Il est arrivé au palais Rohan sous les applaudissements de ses proches et ses yeux se sont embués. Alain Juppé, nommé à la surprise générale au Conseil constitutionnel, a fait jeudi ses adieux à la politique mais surtout à la ville dont il a été maire plus de vingt-cinq ans. «Quitter cet hôtel de ville, cette fois-ci de mon plein gré, est pour moi un crève-cœur», a-t-il déclaré en préambule. Son entrée en fonction au Conseil constitutionnel étant programmée pour «les premiers jours de mars», c'est à ce moment qu'il démissionnera de tous ses mandats électifs, maire et président de la métropole de Bordeaux. Le remplacement de Lionel Jospin par Alain Juppé, annoncé jeudi par le président de l'Assemblée nationale, Richard Ferrand, a pris tout le monde de court, et même l'intéressé à l'en croire.
«Chance»

- - - - - - -

*Exercice proposé 1*:
Repérez et recopiez chaque ligne des entrées qui contient le mot « dark ». Tenez compte de la casse.
L'article sur Alain Juppé n'a aucun lien avec les entrées.

*Extrait des données*:
- - - - - - -

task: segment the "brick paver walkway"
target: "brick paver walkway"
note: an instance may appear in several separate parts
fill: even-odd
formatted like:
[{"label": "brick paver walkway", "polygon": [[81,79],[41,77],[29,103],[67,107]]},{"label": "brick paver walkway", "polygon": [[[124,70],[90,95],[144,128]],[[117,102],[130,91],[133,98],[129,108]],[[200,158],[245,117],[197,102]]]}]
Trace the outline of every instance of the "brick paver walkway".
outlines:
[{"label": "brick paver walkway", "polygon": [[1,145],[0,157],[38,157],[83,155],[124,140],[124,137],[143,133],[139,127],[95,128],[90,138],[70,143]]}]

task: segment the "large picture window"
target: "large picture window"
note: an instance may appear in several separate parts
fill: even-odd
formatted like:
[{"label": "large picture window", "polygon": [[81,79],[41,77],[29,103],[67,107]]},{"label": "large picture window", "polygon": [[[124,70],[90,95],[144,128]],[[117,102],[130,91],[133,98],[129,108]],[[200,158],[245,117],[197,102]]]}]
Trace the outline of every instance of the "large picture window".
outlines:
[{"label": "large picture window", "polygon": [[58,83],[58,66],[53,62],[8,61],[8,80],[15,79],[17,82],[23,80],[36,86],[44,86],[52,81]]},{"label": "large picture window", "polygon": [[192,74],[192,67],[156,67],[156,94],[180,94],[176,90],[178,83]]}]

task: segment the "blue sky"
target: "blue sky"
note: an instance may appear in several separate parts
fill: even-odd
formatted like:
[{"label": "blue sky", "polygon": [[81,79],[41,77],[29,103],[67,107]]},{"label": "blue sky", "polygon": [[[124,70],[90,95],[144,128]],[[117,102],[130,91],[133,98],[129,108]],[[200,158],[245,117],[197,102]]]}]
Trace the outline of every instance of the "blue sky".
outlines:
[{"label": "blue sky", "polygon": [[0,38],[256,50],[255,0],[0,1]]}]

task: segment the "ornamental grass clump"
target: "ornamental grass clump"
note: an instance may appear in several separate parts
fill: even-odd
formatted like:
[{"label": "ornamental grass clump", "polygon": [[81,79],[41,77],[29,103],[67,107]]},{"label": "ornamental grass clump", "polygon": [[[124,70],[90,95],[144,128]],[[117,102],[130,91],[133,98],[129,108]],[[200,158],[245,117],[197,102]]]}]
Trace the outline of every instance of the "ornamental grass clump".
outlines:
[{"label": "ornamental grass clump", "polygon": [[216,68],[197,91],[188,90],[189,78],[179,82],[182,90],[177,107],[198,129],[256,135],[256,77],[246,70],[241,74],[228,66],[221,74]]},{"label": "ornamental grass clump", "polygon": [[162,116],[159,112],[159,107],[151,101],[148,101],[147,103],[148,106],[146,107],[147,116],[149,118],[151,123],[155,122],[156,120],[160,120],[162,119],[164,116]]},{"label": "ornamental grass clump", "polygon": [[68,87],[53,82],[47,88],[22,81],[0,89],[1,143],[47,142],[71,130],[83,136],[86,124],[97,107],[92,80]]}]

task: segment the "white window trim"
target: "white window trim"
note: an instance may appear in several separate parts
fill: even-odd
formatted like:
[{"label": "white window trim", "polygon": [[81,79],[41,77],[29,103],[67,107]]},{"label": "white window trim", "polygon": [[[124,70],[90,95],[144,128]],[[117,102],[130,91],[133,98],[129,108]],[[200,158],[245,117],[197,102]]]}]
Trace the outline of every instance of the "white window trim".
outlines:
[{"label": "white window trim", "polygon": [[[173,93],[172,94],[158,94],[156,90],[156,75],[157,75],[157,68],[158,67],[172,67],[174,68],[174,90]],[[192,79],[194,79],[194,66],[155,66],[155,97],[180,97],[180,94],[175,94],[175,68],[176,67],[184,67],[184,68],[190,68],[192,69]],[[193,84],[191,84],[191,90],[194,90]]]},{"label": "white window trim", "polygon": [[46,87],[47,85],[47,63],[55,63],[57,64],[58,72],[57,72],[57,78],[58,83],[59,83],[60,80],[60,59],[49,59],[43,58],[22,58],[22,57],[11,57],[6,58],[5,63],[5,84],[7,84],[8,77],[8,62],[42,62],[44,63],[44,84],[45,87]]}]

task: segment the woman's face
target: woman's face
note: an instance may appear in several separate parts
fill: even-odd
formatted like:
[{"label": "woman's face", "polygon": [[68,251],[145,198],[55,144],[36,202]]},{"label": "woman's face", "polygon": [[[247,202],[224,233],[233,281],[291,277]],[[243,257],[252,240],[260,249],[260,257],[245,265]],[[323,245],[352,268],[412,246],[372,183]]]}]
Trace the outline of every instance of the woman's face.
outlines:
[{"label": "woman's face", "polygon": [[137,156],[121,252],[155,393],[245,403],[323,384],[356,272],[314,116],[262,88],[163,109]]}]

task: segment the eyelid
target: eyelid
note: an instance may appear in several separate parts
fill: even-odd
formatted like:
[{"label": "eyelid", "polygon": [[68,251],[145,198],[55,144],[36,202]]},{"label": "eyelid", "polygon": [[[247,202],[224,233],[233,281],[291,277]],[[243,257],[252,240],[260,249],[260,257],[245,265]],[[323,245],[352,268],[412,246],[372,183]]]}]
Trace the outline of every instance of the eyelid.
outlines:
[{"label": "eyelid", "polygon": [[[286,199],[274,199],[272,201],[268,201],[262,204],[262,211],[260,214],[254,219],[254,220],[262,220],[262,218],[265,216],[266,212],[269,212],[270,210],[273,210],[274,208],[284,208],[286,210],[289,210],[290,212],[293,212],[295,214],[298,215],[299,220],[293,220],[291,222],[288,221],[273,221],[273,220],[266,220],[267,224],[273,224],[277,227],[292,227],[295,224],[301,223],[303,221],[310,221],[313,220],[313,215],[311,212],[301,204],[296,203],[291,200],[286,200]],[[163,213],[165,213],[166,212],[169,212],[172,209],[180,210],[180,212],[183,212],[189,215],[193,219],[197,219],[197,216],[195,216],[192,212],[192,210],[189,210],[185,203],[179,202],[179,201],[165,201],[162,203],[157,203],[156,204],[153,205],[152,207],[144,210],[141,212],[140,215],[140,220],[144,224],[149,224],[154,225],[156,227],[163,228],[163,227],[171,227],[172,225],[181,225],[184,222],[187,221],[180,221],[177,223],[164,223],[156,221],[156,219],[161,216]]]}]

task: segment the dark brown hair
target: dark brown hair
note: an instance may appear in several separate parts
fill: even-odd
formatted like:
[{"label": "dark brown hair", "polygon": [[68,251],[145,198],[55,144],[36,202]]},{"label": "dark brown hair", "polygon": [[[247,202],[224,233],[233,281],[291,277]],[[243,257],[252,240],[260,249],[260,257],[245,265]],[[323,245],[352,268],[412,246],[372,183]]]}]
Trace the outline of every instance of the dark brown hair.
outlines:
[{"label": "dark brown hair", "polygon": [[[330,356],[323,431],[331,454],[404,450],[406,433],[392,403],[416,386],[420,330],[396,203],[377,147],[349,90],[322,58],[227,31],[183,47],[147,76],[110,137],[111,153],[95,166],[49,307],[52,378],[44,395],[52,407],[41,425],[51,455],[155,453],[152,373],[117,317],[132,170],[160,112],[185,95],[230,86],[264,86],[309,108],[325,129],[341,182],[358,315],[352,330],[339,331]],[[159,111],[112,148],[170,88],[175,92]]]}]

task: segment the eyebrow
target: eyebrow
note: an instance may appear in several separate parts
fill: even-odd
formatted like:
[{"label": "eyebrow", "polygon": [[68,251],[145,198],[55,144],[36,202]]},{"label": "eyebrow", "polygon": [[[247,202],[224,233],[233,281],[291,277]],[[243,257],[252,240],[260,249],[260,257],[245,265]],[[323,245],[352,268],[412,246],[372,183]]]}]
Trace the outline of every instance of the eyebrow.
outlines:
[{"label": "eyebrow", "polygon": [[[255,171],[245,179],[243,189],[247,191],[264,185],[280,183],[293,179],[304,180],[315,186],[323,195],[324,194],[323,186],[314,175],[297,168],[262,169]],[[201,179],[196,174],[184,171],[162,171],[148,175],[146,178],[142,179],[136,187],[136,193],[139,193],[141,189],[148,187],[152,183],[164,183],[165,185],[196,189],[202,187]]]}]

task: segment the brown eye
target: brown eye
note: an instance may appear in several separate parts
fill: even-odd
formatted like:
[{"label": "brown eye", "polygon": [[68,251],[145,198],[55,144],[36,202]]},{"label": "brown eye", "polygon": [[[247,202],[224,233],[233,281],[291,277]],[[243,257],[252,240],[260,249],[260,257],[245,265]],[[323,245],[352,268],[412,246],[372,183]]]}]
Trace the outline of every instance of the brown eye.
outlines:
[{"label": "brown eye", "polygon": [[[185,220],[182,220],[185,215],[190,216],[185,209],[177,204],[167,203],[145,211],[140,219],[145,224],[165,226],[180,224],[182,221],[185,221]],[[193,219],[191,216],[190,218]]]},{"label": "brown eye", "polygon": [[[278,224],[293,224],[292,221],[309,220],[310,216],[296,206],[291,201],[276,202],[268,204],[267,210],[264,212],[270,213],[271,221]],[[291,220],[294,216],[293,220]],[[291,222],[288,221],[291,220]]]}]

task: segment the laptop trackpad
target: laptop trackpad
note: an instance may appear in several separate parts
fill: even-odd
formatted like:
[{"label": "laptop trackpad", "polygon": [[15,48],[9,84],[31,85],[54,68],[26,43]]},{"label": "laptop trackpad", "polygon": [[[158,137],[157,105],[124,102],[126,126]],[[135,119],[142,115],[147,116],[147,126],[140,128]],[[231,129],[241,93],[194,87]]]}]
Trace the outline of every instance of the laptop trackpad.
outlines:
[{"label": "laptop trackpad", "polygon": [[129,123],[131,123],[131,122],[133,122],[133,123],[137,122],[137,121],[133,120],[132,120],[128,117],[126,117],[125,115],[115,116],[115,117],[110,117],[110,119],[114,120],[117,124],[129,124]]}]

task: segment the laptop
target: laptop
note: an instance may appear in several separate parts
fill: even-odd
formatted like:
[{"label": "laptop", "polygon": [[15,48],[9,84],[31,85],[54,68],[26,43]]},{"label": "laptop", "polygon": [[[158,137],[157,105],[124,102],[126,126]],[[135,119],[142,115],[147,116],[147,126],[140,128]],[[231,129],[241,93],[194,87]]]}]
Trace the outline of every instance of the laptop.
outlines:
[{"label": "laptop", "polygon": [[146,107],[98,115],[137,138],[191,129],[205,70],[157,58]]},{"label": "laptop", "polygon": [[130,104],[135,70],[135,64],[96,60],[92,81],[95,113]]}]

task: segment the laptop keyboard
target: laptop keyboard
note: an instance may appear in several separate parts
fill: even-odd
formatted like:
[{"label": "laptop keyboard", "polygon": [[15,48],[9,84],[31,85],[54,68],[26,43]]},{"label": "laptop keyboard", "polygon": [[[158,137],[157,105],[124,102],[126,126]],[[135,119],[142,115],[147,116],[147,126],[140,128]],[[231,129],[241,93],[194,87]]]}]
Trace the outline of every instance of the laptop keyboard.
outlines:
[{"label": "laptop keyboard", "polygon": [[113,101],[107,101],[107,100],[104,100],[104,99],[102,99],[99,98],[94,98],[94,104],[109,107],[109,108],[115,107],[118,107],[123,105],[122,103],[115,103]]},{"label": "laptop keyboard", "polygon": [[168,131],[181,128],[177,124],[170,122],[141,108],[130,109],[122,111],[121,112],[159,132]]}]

- - - - - - -

*Exercice proposé 2*:
Poursuivez l'article sur Alain Juppé à partir de sa dernière ligne.

*Résultat attendu 1*:
task: segment the dark brown hair
target: dark brown hair
[{"label": "dark brown hair", "polygon": [[68,251],[145,198],[55,144],[36,202]]},{"label": "dark brown hair", "polygon": [[[247,202],[224,233],[233,281],[291,277]],[[243,257],[252,240],[260,249],[260,257],[245,265]],[[323,245],[352,268],[412,246],[372,183]]]}]
Trace the outline of every instance of the dark brown hair.
[{"label": "dark brown hair", "polygon": [[[330,356],[323,431],[331,454],[404,450],[406,433],[392,403],[416,386],[420,330],[396,203],[377,147],[349,90],[322,58],[227,31],[183,47],[147,76],[110,137],[111,153],[95,166],[49,307],[52,378],[44,395],[52,407],[41,425],[51,455],[155,453],[152,373],[117,317],[132,170],[160,112],[185,95],[230,86],[264,86],[309,108],[325,129],[341,182],[358,315],[352,330],[339,331]],[[159,111],[112,148],[170,88],[175,92]]]}]

*Résultat attendu 2*:
«Je ne m'attendais nullement à cette proposition. J'ai dû me décider en vingt-quatre heures, a dit Alain Juppé. Depuis plusieurs semaines, j'avais pris la décision de ne pas me représenter en mars 2020 à l'élection municipale.» L'édile reconnaît d'ailleurs avoir volontairement «laissé planer le suspense pour éviter les turbulences» locales sur sa succession. Deux raisons ont imposé ce choix selon cette figure du RPR, ancien dauphin de Jacques Chirac. La volonté «de ne pas faire le mandat de trop», mais aussi une raison plus personnelle : «La vie politique est comme toujours un combat. J'ai aimé le livrer ; toujours avec passion. Aujourd'hui, l'envie me quitte, tant le contexte change», a reconnu l'intéressé, 74 ans dont près de cinquante consacrés à la politique.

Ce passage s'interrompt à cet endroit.